• _Task instructions_: Only the run of lines from the one containing "Indicate one point for each instance of the roof" through the last line should be returned, exactly as written.

** Start Source data **

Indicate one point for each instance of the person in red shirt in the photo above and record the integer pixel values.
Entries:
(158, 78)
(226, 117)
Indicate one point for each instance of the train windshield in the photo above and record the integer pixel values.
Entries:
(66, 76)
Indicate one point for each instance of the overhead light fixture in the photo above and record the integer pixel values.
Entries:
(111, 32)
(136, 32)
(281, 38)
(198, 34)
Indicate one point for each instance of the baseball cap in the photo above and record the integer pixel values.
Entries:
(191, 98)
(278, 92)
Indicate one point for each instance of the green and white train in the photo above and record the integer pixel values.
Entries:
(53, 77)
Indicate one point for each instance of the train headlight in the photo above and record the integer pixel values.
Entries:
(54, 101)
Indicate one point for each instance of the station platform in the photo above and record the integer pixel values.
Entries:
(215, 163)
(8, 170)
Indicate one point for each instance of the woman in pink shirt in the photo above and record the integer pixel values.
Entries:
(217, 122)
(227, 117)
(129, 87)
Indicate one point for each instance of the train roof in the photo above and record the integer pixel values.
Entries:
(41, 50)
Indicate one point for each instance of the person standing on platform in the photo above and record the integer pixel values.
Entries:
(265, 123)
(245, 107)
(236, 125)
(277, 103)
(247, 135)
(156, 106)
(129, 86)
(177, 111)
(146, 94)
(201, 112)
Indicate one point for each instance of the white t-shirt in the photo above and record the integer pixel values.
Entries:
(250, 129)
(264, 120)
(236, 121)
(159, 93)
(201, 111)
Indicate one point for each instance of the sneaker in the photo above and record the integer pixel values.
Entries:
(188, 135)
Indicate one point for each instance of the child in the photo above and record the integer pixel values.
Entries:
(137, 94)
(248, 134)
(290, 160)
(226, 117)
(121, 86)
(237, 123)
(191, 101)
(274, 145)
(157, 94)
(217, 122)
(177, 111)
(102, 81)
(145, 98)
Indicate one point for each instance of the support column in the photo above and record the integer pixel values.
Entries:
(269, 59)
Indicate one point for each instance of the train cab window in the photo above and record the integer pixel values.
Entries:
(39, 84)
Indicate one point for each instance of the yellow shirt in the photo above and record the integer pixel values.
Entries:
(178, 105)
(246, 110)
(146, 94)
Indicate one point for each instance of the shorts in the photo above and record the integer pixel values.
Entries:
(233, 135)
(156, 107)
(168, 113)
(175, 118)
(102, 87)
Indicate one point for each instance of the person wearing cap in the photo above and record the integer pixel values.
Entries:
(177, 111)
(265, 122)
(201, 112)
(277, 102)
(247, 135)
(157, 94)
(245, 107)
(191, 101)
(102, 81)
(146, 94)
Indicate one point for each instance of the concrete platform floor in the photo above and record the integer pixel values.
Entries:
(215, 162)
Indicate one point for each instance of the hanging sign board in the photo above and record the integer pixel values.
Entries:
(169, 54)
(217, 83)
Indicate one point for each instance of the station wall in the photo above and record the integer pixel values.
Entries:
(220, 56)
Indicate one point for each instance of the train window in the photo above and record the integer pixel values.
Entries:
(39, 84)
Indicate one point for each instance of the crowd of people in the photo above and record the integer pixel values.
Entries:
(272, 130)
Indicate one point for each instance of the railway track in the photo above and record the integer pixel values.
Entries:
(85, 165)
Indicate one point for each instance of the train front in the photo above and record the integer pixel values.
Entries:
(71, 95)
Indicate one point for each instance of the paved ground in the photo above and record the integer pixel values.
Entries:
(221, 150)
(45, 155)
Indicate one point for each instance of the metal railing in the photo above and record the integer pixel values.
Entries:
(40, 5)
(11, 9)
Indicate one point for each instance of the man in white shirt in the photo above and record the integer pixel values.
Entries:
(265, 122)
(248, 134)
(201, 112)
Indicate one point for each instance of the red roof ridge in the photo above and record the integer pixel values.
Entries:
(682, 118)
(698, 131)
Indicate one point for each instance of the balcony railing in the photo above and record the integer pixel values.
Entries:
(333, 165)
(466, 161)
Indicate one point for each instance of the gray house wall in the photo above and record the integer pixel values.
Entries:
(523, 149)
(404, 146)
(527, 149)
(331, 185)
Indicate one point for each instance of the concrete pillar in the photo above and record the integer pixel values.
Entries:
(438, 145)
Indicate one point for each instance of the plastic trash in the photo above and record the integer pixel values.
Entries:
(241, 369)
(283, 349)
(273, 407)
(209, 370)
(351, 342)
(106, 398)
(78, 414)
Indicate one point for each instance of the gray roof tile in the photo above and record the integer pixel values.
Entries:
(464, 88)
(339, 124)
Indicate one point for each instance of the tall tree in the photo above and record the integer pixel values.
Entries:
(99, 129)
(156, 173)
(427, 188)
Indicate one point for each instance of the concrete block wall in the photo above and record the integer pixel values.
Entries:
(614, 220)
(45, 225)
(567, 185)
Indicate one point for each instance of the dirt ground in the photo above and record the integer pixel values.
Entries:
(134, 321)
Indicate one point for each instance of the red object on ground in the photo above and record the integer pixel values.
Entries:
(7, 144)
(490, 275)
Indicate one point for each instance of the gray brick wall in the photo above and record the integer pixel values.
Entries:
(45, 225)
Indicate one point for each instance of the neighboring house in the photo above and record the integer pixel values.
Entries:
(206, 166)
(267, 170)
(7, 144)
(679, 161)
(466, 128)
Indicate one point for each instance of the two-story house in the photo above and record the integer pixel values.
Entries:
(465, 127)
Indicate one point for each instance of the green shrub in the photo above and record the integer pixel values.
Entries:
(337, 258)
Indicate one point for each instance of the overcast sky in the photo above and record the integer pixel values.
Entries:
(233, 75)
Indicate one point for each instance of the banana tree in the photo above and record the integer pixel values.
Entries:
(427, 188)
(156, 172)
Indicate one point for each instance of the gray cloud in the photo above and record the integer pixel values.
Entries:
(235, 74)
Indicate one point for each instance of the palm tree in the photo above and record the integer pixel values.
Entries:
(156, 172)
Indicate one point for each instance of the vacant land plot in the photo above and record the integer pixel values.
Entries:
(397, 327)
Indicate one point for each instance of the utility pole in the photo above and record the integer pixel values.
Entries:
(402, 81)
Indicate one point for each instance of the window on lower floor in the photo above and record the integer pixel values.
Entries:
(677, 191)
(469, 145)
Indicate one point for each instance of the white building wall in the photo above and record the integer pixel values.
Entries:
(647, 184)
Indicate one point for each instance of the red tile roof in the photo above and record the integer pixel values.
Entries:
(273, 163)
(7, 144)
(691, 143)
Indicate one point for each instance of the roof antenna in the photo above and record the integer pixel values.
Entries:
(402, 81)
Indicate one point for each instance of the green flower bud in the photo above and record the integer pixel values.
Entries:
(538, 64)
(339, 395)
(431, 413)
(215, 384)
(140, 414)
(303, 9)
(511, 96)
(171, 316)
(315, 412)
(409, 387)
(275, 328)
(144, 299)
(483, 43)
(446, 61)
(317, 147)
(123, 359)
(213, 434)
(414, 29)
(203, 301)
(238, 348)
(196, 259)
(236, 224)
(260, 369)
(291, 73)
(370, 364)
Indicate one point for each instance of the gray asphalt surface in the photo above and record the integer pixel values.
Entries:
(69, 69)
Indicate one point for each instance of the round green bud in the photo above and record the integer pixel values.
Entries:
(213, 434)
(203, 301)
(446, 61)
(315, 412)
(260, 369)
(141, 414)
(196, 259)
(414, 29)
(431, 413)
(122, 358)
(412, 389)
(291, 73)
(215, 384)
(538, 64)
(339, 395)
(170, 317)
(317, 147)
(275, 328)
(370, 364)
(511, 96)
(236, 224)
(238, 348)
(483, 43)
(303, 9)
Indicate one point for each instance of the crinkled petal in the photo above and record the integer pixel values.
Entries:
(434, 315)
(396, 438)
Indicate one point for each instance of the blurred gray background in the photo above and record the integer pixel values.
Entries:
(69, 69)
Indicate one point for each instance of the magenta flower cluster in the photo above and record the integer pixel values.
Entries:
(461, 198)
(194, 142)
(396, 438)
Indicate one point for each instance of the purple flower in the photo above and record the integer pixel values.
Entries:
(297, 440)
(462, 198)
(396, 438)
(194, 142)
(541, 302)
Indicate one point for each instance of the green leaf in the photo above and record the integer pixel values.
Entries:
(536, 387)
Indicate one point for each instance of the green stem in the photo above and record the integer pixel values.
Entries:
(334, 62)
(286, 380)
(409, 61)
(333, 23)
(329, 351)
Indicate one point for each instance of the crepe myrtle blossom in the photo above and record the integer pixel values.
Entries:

** End Source data **

• _Response to this exercise_:
Indicate one point for each instance of the roof antenna in the photo above and record the integer pixel values.
Entries:
(402, 81)
Indicate one point for each instance of the green flower bud in the photo above and record the integer pixel values.
Entries:
(538, 64)
(339, 395)
(431, 413)
(215, 384)
(140, 414)
(303, 9)
(511, 96)
(171, 316)
(315, 412)
(409, 387)
(275, 328)
(144, 299)
(483, 43)
(446, 61)
(317, 147)
(123, 359)
(213, 434)
(414, 29)
(203, 301)
(238, 348)
(196, 259)
(236, 224)
(260, 369)
(291, 73)
(370, 364)
Indicate one point for each instance of the gray asphalt surface in the photo above and record the integer pixel values.
Entries:
(69, 69)
Indicate one point for each instance of the round green bud in the photo above and record the integer pixel values.
Entries:
(213, 434)
(203, 301)
(446, 61)
(315, 412)
(260, 369)
(141, 414)
(196, 259)
(414, 29)
(431, 413)
(122, 358)
(412, 389)
(291, 73)
(215, 384)
(538, 64)
(339, 395)
(170, 317)
(317, 147)
(275, 328)
(370, 364)
(511, 96)
(236, 224)
(238, 348)
(483, 43)
(303, 9)
Indicate one point for each instance of the crinkled petal in the photo above and record the integer pixel values.
Entries:
(434, 315)
(396, 438)
Indicate one point for each instance of the blurred gray background in the photo above and record the integer pixel values.
Entries:
(69, 69)
Indicate one point for each instance of the magenta flower cluster in the photo above and record the integer pixel values.
Entries:
(461, 198)
(194, 142)
(396, 438)
Indicate one point for each instance of the purple flower in the photo above and record the integer pixel values.
Entries:
(297, 440)
(462, 198)
(396, 438)
(194, 142)
(541, 302)
Indicate one point for each instance of the green leaf in the photo above and record the integer pixel values.
Entries:
(536, 387)
Indicate one point for each instance of the green stem in the photo above and record the integer pixel values.
Entries:
(334, 62)
(286, 380)
(409, 61)
(333, 23)
(329, 351)
Indicate one point for each instance of the crepe myrtle blossom in the photo above and record the integer pixel values.
Entries:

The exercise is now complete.